> **ACTIVITY**
Present an exact copy of each line below.

(Dataset excerpts)
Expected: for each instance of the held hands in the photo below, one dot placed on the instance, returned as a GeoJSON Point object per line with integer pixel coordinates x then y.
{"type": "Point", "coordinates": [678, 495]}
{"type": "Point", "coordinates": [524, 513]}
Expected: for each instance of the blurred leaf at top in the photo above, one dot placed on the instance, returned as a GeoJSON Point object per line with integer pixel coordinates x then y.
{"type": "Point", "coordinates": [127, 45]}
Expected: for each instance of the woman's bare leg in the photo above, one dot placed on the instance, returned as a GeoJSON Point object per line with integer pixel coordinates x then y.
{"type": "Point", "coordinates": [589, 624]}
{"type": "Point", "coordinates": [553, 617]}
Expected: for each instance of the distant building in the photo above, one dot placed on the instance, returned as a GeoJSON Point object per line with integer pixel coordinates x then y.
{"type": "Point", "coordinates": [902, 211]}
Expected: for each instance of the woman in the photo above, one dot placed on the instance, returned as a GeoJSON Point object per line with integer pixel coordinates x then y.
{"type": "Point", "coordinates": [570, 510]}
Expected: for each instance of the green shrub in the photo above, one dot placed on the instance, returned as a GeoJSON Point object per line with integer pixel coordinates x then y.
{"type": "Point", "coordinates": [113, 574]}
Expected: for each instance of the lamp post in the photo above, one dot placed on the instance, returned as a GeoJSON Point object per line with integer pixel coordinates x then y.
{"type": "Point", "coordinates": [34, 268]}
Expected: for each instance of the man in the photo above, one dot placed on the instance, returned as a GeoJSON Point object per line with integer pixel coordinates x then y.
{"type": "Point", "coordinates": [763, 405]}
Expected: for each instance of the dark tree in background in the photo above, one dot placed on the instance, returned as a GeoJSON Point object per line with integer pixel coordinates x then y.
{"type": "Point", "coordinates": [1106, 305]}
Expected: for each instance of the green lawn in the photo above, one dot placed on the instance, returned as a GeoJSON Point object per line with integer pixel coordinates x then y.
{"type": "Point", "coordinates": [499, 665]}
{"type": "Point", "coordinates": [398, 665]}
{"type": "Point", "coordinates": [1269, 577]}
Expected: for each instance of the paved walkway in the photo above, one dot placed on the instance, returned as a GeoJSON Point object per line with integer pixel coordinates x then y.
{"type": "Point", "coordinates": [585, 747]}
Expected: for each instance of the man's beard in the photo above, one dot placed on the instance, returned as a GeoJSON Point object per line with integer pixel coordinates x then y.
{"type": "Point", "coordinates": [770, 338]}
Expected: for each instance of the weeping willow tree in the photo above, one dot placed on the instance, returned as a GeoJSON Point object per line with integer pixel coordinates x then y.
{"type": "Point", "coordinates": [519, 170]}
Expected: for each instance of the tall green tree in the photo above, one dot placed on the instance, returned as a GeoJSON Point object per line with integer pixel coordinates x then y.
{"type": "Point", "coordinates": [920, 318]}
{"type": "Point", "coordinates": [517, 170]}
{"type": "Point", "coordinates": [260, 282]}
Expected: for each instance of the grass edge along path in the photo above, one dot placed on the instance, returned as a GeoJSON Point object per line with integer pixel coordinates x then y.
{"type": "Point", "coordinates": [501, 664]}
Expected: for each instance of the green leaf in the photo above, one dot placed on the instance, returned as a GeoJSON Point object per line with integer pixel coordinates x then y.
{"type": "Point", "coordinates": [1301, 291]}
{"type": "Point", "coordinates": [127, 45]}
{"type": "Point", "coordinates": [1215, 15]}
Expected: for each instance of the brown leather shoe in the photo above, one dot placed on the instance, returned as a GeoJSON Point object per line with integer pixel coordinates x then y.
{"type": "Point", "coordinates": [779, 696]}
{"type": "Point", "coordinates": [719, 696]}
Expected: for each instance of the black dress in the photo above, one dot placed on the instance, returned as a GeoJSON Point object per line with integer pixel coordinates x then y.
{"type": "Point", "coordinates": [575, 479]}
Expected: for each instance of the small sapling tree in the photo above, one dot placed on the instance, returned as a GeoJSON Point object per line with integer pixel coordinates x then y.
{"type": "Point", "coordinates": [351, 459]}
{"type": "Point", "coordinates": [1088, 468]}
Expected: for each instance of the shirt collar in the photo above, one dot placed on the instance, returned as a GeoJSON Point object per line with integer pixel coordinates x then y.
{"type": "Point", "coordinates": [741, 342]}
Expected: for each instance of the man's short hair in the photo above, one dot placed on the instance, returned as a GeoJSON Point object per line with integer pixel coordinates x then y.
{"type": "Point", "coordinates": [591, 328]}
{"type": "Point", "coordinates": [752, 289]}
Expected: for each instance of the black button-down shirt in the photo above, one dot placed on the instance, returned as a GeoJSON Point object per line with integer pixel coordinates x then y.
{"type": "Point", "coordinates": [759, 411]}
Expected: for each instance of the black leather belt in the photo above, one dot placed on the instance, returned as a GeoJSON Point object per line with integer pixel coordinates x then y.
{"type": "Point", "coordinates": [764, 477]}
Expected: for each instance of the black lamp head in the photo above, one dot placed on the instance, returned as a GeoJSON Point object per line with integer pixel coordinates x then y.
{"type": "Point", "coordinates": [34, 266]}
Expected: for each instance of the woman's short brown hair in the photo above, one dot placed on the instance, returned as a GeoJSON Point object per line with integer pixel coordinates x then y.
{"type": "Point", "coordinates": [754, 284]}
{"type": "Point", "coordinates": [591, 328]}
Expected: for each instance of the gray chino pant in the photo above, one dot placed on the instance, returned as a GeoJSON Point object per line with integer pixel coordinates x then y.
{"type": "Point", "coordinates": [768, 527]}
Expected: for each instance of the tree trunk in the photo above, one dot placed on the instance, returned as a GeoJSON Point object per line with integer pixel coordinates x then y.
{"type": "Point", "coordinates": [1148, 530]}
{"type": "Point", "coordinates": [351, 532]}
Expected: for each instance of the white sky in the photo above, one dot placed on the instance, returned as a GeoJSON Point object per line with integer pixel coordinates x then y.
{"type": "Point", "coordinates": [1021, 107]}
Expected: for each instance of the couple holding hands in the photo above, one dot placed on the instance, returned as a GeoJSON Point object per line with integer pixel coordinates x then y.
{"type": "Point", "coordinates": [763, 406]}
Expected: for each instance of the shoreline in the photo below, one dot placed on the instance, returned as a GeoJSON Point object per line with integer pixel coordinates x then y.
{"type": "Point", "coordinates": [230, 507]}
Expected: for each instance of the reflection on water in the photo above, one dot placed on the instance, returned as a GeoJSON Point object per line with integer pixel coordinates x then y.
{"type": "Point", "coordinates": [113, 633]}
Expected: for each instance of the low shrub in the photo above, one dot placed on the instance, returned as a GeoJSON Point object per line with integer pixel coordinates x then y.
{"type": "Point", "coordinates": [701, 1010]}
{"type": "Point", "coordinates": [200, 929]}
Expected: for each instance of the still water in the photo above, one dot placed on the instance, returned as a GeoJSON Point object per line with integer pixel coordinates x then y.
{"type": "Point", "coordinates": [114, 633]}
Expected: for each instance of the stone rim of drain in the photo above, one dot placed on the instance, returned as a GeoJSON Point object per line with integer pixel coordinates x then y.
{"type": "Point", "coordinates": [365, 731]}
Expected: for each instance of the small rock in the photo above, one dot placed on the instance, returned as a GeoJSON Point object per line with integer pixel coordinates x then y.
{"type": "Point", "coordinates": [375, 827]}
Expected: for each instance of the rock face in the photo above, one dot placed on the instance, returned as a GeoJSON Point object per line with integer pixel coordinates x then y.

> **ANSWER TO THE EXERCISE**
Expected: for each instance of the held hands in the photo below, one dot placed on the instance, returned as a GeoJSON Point object per line with integer pixel coordinates x then y.
{"type": "Point", "coordinates": [678, 495]}
{"type": "Point", "coordinates": [524, 513]}
Expected: for each instance of the blurred leaf at top in the photo above, one dot placed on the instance, returned as a GeoJSON Point object per line with integer pixel coordinates x then y.
{"type": "Point", "coordinates": [127, 45]}
Expected: for each instance of the woman's bare leg in the photo above, one dot placed on the instance, returned as a GeoJSON Point object per line with integer pixel coordinates x then y.
{"type": "Point", "coordinates": [589, 624]}
{"type": "Point", "coordinates": [553, 617]}
Expected: for each instance of the distant building in the photo above, one dot placed on the instance, returned as a GeoJSON Point object per line with integer pixel coordinates x then y.
{"type": "Point", "coordinates": [902, 211]}
Expected: for each instance of the woman in the photo above, one dot placed on the instance, returned as a GeoJSON Point object per line with integer pixel coordinates x then y.
{"type": "Point", "coordinates": [570, 510]}
Expected: for each instance of the green shrub in the photo above, one dot placed on the instance, returned as a GeoJSON Point object per line with integer pixel coordinates x then y.
{"type": "Point", "coordinates": [113, 574]}
Expected: for each instance of the lamp post in the photo above, one dot placed on the instance, returned as a GeoJSON Point object per line with integer pixel coordinates x then y.
{"type": "Point", "coordinates": [34, 268]}
Expected: for each instance of the man in the photo above, one dot placed on the instance, returned as a GeoJSON Point object per line with integer pixel coordinates x then y.
{"type": "Point", "coordinates": [763, 405]}
Expected: for each instance of the dark tree in background in the photo above, one dot placed on the instance, returned as a GeoJSON Point object per line with integer pixel coordinates x then y.
{"type": "Point", "coordinates": [1106, 305]}
Expected: for each instance of the green lawn in the photo above, one dot placed on the instance, returned as a GeoJSON Point object per line with integer pixel coordinates x then y.
{"type": "Point", "coordinates": [499, 665]}
{"type": "Point", "coordinates": [398, 665]}
{"type": "Point", "coordinates": [1269, 577]}
Expected: for each instance of the paved walkway in the photo above, one dot placed on the instance, returned as a GeoJSON Point object per line with integer pixel coordinates x then y.
{"type": "Point", "coordinates": [585, 747]}
Expected: for each instance of the man's beard in the photo above, one dot placed on the instance, returned as a GeoJSON Point object per line with integer pixel coordinates x then y.
{"type": "Point", "coordinates": [770, 338]}
Expected: for each instance of the weeping willow tree in the photo above, one dot placed on the instance, returned as a GeoJSON Point object per line with integer pixel coordinates x then y.
{"type": "Point", "coordinates": [519, 170]}
Expected: for each instance of the tall green tree in the photo above, one dot placed on the instance, returned as a GeoJSON Point object per line with integer pixel coordinates x then y.
{"type": "Point", "coordinates": [920, 318]}
{"type": "Point", "coordinates": [517, 170]}
{"type": "Point", "coordinates": [260, 282]}
Expected: for each instance of the grass edge along path in the photo above, one dot placed on the instance, returned as a GeoJSON Point object per line with integer pixel coordinates x then y.
{"type": "Point", "coordinates": [501, 664]}
Expected: for each instance of the green leaf in the photo above, one dot placed on the instance, returned as a GeoJSON Point object per line with integer pixel coordinates x then y.
{"type": "Point", "coordinates": [1301, 291]}
{"type": "Point", "coordinates": [127, 45]}
{"type": "Point", "coordinates": [1215, 15]}
Expected: for each instance of the brown leather shoe in the photo above, one dot placed on the instance, returned as a GeoJSON Point object per line with integer pixel coordinates x then y.
{"type": "Point", "coordinates": [779, 696]}
{"type": "Point", "coordinates": [719, 696]}
Expected: for each instance of the black dress in the photo above, one dot placed on the instance, returned as a GeoJSON Point object per line with integer pixel coordinates x then y.
{"type": "Point", "coordinates": [575, 479]}
Expected: for each instance of the small sapling tree in the photo above, one dot placed on the instance, returned as a GeoJSON Point object per line with integer pixel coordinates x then y.
{"type": "Point", "coordinates": [351, 459]}
{"type": "Point", "coordinates": [1088, 468]}
Expected: for each instance of the shirt collar in the photo above, one dot placed on the instance, returned as a GeoJSON Point object per line with integer pixel coordinates x then y.
{"type": "Point", "coordinates": [741, 342]}
Expected: for each instance of the man's short hair in the photo above, one dot placed on the instance, returned as a GeoJSON Point object per line with integer pixel coordinates x then y.
{"type": "Point", "coordinates": [591, 328]}
{"type": "Point", "coordinates": [752, 289]}
Expected: for each instance of the black button-down shirt in the photo above, one dot placed on the instance, returned as a GeoJSON Point object per line with integer pixel coordinates x then y.
{"type": "Point", "coordinates": [759, 411]}
Expected: for each instance of the black leather belt in the photo above, one dot placed on the instance, returned as a GeoJSON Point object per line with integer pixel coordinates x then y.
{"type": "Point", "coordinates": [764, 477]}
Expected: for each instance of the black lamp head in the photo above, one dot placed on the instance, returned as a GeoJSON Point object per line with integer pixel coordinates x then y.
{"type": "Point", "coordinates": [34, 266]}
Expected: for each instance of the woman's short brown hair in the photo above, one dot placed on the instance, returned as a GeoJSON Point object per line with integer pixel coordinates x then y.
{"type": "Point", "coordinates": [754, 284]}
{"type": "Point", "coordinates": [591, 328]}
Expected: for each instance of the gray chino pant in the photo above, one dot placed on the instance, returned as a GeoJSON Point object per line with integer pixel coordinates x then y.
{"type": "Point", "coordinates": [768, 527]}
Expected: for each instance of the tree trunk in the photo above, one dot placed on the instance, returned as a GeoJSON Point object per line with integer pixel coordinates x then y.
{"type": "Point", "coordinates": [1148, 530]}
{"type": "Point", "coordinates": [351, 532]}
Expected: for each instance of the white sky in the photo above, one dot placed on the instance, returned as a GeoJSON Point object per line with integer pixel coordinates x then y.
{"type": "Point", "coordinates": [1021, 107]}
Expected: for each instance of the couple holding hands in the photo above, one dot placed on the instance, returned as a GeoJSON Point object per line with integer pixel coordinates x then y.
{"type": "Point", "coordinates": [763, 406]}
Expected: for each instance of the shoreline in the photo below, one dot placed on the instance, returned as a GeoJSON Point object per line with integer pixel coordinates x then y.
{"type": "Point", "coordinates": [230, 507]}
Expected: for each instance of the reflection on water in the photo above, one dot placed on the instance, returned as a GeoJSON Point object per line with integer pixel coordinates x then y.
{"type": "Point", "coordinates": [113, 633]}
Expected: for each instance of the low shrub in the photo above, one dot placed on the instance, returned as a GeoJSON Point object per line with integer pixel coordinates x then y.
{"type": "Point", "coordinates": [701, 1010]}
{"type": "Point", "coordinates": [200, 929]}
Expected: for each instance of the still water in the photo above, one dot placed on the instance, returned as a GeoJSON Point object per line with integer pixel coordinates x then y.
{"type": "Point", "coordinates": [114, 633]}
Expected: for each instance of the stone rim of drain in the photo above, one dot placed on the instance, returned as a GeoJSON Point object per line with integer pixel coordinates x then y.
{"type": "Point", "coordinates": [365, 731]}
Expected: for each instance of the small rock in the photo above, one dot placed on the instance, returned as a GeoJSON Point object per line with integer pixel coordinates x then y.
{"type": "Point", "coordinates": [375, 827]}
Expected: for each instance of the rock face in the photo above, one dot placed on the instance, returned as a GeoJSON Point object per line with integer pixel coordinates x then y.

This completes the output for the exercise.